= Supplied data =
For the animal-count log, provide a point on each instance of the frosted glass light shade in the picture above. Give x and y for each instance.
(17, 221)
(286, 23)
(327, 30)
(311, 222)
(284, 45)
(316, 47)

= Task brief =
Express the lines above as a Markdown table with two columns, Row and Line text, numbering each line in order and omitting blank lines.

= Expected answer =
| Row | Line text |
|---|---|
| 1 | For the animal-count log, provide a point on each instance of the frosted glass light shade in the picture above. Give x and y for each instance. |
| 2 | (17, 221) |
| 3 | (286, 23) |
| 4 | (327, 30) |
| 5 | (311, 222) |
| 6 | (284, 45) |
| 7 | (316, 47) |